◆ Teks Bacaan ◆

Dokumen Kependudukan
untuk Orang dengan Kewarganegaraan Ganda: Kebijakan Sebelum dan Sesudah UU No.
12 Tahun 2006
Kewarganegaraan ganda adalah status di mana seseorang
secara hukum diakui sebagai warga negara oleh lebih dari satu negara. Di
Indonesia, pengaturan terkait kewarganegaraan ganda mengalami perubahan yang
signifikan setelah disahkannya Undang-Undang Nomor 12 Tahun 2006 tentang
Kewarganegaraan. Artikel ini akan membahas peraturan pengurusan dokumen
kependudukan bagi orang dengan kewarganegaraan ganda sebelum dan sesudah
penerapan UU tersebut, serta konsekuensi bagi mereka yang tidak memilih
kewarganegaraan.
1. Kewarganegaraan Ganda
Sebelum UU No. 12 Tahun 2006
Sebelum
UU No. 12 Tahun 2006 disahkan, anak-anak dengan kewarganegaraan ganda harus
melalui proses administratif yang lebih ketat untuk mendapatkan dokumen
kependudukan. Mereka diharuskan untuk mengajukan surat "Anak
Berkewarganegaraan Ganda Terbatas" (ABGT) ke Dinas Kependudukan dan
Catatan Sipil (Disdukcapil). Surat ABGT ini menjadi dasar untuk mendapatkan
dokumen kependudukan, seperti akta kelahiran, Kartu Identitas Anak (KIA), dan
Kartu Keluarga (KK).
A.
Prosedur
Pengurusan Surat ABGT:
1) Orang
tua harus mengajukan permohonan ke Disdukcapil dengan melampirkan dokumen
seperti akta kelahiran anak, paspor kedua negara, dan surat keterangan
kewarganegaraan.
2) Setelah
berkas diverifikasi, Disdukcapil akan mengeluarkan surat ABGT.
B.
Hak
Memilih Kewarganegaraan:
Anak-anak dengan kewarganegaraan ganda
yang lahir sebelum UU No. 12 Tahun 2006 diharuskan memilih salah satu
kewarganegaraan ketika mencapai usia 18 tahun. Proses ini harus dilakukan untuk
menentukan status hukum mereka di Indonesia.

◆ Masukan ◆
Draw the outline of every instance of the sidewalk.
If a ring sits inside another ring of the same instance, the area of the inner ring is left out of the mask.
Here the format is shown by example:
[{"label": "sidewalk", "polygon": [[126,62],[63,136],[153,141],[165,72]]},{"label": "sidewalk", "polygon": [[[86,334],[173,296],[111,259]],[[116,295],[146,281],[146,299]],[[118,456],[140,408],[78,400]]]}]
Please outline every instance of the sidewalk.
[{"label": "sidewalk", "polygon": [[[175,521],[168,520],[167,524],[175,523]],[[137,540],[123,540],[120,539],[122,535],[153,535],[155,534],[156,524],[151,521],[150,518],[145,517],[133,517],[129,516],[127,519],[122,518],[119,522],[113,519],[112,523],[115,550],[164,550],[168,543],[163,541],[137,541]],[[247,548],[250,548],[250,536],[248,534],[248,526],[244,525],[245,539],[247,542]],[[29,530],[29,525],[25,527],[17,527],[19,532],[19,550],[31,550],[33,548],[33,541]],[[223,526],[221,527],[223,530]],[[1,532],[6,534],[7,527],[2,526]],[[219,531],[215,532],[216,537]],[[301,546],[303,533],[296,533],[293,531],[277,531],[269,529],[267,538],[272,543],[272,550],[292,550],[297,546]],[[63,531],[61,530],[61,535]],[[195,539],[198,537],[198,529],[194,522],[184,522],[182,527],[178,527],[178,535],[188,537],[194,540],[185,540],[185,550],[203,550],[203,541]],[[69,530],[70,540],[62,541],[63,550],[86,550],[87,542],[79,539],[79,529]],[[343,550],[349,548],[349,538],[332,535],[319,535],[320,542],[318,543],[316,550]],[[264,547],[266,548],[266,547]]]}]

◆ Daftar Tugas ◆
1. Tuliskan kembali bagian teks bacaan tentang dokumen kependudukan bagi orang berkewarganegaraan ganda, mulai dari "1. Kewarganegaraan Ganda" sampai dengan "Kartu Keluarga (KK).", tanpa mengubah apa pun.
2. Ulangi tanpa perubahan baris-baris entri mulai dari awal entri sampai dengan baris yang memuat "Please outline every", termasuk baris tersebut.

◆ Jawaban Lengkap ◆
1.
1. Kewarganegaraan Ganda
Sebelum UU No. 12 Tahun 2006
Sebelum
UU No. 12 Tahun 2006 disahkan, anak-anak dengan kewarganegaraan ganda harus
melalui proses administratif yang lebih ketat untuk mendapatkan dokumen
kependudukan. Mereka diharuskan untuk mengajukan surat "Anak
Berkewarganegaraan Ganda Terbatas" (ABGT) ke Dinas Kependudukan dan
Catatan Sipil (Disdukcapil). Surat ABGT ini menjadi dasar untuk mendapatkan
dokumen kependudukan, seperti akta kelahiran, Kartu Identitas Anak (KIA), dan
Kartu Keluarga (KK).

2.
Draw the outline of every instance of the sidewalk.
If a ring sits inside another ring of the same instance, the area of the inner ring is left out of the mask.
Here the format is shown by example:
[{"label": "sidewalk", "polygon": [[126,62],[63,136],[153,141],[165,72]]},{"label": "sidewalk", "polygon": [[[86,334],[173,296],[111,259]],[[116,295],[146,281],[146,299]],[[118,456],[140,408],[78,400]]]}]
Please outline every instance of the sidewalk.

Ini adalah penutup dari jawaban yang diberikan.